* Begin Entries shown *

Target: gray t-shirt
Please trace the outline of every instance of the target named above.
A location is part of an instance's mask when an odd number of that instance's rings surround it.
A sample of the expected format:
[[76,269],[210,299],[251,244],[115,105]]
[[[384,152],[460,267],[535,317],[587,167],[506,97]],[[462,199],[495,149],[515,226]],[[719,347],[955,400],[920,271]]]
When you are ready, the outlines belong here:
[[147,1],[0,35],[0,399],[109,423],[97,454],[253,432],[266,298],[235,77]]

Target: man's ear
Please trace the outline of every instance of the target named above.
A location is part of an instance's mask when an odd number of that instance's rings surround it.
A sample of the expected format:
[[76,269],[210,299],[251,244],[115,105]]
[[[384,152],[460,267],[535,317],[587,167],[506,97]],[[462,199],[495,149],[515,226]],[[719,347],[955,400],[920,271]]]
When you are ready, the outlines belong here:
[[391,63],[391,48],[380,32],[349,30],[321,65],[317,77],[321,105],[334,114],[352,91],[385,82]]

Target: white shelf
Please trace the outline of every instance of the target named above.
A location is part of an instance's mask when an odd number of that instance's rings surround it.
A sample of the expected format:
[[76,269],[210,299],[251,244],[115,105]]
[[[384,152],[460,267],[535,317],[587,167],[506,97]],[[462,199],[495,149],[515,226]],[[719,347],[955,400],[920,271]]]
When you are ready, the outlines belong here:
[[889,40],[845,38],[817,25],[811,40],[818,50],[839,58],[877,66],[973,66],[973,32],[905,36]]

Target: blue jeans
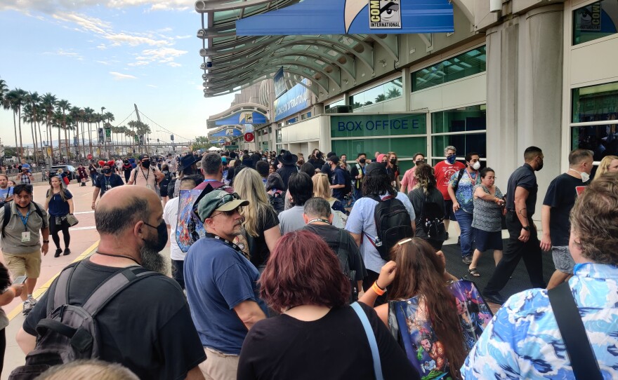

* End Entries shown *

Rename "expected format" to "required format" throughout the material above, and write out all of it again with nothing else altered. Leave the pictures out of your answer.

▶ **Exercise result**
Target: gray t-shirt
Please trace the outline of every instance of the target named above.
A location is part of an instance's mask when an odd number of that instance's rings surround it.
A sample of the required format:
[[76,269],[210,299],[251,244],[115,105]]
[[[384,152],[460,267],[535,317],[587,167],[506,97]],[[462,199],[495,149],[515,226]],[[719,347],[955,400],[920,271]]]
When you are ready, the outlines belong here:
[[147,1],[0,35],[0,399],[109,423],[97,454],[253,432],[266,298],[235,77]]

Target: man's ear
Please trace the outline of every instance of the target named above.
A location is part of an instance's mask when an odd number of that instance's rings surround it.
A sample of the required format:
[[76,269],[210,299],[251,244],[115,105]]
[[[384,152],[460,267],[535,317],[587,167],[506,97]],[[462,199],[495,149],[515,226]],[[719,347],[955,400],[920,271]]]
When you are ready, the outlines belong here:
[[391,63],[391,48],[380,32],[349,30],[321,65],[317,77],[321,105],[334,114],[352,91],[385,82]]

Target: white shelf
Please trace the outline of every instance of the target named above.
A location is part of an instance's mask when an odd number of that instance's rings surround it.
A sample of the required format:
[[76,269],[210,299],[251,244],[115,105]]
[[[384,152],[460,267],[535,317],[587,167],[506,97]],[[462,199],[495,149],[515,226]],[[719,347],[955,400],[920,271]]]
When you are ready, the outlines belong here:
[[889,40],[845,38],[817,25],[811,40],[818,50],[839,58],[877,66],[973,66],[973,32],[905,36]]

Target: blue jeans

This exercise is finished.